掲載文 -
==============================
(58)【調査した分野】(Int.Cl.,DB名)
【背景技術】
【0002】
クランク軸は、ピストンの往復運動を回転運動に変換して動力を得るレシプロエンジンの基幹部品であり、鍛造によって製造されるものと、鋳造によって製造されるものとに大別される。乗用車や貨物車や特殊作業車などの自動車のエンジン、特に、気筒数が2以上の多気筒エンジンにおいては、クランク軸に高い強度と剛性が要求され、その要求に対して優位な鍛造クランク軸が多用されている。また、自動二輪車や農機や船舶などの多気筒エンジンでも鍛造クランク軸が用いられる。
【0003】
一般に、多気筒エンジン用の鍛造クランク軸は、断面が丸形または角形で全長にわたって断面積が一定のビレットを原材料とし、予備成形、型鍛造、バリ抜きおよび整形の各工程を順に経て製造される(例えば、特許文献1〜3参照)。予備成形工程は、ロール成形と曲げ打ちの各工程を含み、型鍛造工程は、荒打ちと仕上打ちの各工程を含む。
【0004】
図1は、従来の一般的な鍛造クランク軸の製造工程を説明するための模式図である。
図2は、従来の鍛造クランク軸の一例を模式的に示す図であり、
図2(a)は平面図、
図2(b)は側面図、
図2(c)は軸部を代表するジャーナル部の径方向断面図である。
==============================
物体の位置に関するデータセットの記録 -
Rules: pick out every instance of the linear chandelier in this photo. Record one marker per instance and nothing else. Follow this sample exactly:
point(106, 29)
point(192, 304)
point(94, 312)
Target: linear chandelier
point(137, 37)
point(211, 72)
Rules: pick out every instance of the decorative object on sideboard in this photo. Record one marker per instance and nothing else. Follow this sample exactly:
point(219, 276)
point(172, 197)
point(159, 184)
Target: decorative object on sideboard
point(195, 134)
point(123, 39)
==============================
課題 1 -
鍛造クランク軸の掲載文のうち、「(58)【調査した分野】(Int.Cl.,DB名)」を含む語句で始まり「図2(c)は軸部を代表するジャーナル部の径方向断面図である。」で終わる部分を、「ビレット」を「棒材」に置き換えて書き直してください。
課題 2 -
鍛造クランク軸の掲載文を、最後の文の後から書き継ぐこと。
この一覧は掲載文とは別の資料である。

解答 1 -
(58)【調査した分野】(Int.Cl.,DB名)
【背景技術】
【0002】
クランク軸は、ピストンの往復運動を回転運動に変換して動力を得るレシプロエンジンの基幹部品であり、鍛造によって製造されるものと、鋳造によって製造されるものとに大別される。乗用車や貨物車や特殊作業車などの自動車のエンジン、特に、気筒数が2以上の多気筒エンジンにおいては、クランク軸に高い強度と剛性が要求され、その要求に対して優位な鍛造クランク軸が多用されている。また、自動二輪車や農機や船舶などの多気筒エンジンでも鍛造クランク軸が用いられる。
【0003】
一般に、多気筒エンジン用の鍛造クランク軸は、断面が丸形または角形で全長にわたって断面積が一定の棒材を原材料とし、予備成形、型鍛造、バリ抜きおよび整形の各工程を順に経て製造される(例えば、特許文献1〜3参照)。予備成形工程は、ロール成形と曲げ打ちの各工程を含み、型鍛造工程は、荒打ちと仕上打ちの各工程を含む。
【0004】
図1は、従来の一般的な鍛造クランク軸の製造工程を説明するための模式図である。
図2は、従来の鍛造クランク軸の一例を模式的に示す図であり、
図2(a)は平面図、
図2(b)は側面図、
図2(c)は軸部を代表するジャーナル部の径方向断面図である。

解答 2 -
【0005】
図1、
図2に例示するクランク軸1は、4気筒エンジンに搭載されるものであり、5つのジャーナル部J1〜J5、4つのピン部P1〜P4、フロント部Fr、フランジ部Fl、およびジャーナル部J1〜J5とピン部P1〜P4をそれぞれつなぐ8枚のクランクアーム部(以下、単に「アーム部」ともいう)A1〜A8から構成され、8枚の全てのアーム部A1〜A8にバランスウエイトを有する4気筒−8枚カウンターウエイトのクランク軸である。以下、ジャーナル部J1〜J5、ピン部P1〜P4、およびアーム部A1〜A8それぞれを総称するとき、その符号は、ジャーナル部で「J」、ピン部で「P」、アーム部で「A」と記す。これらのうちで、ジャーナル部J、ピン部P、フロント部Frおよびフランジ部Flは、いずれも円柱状の軸部である。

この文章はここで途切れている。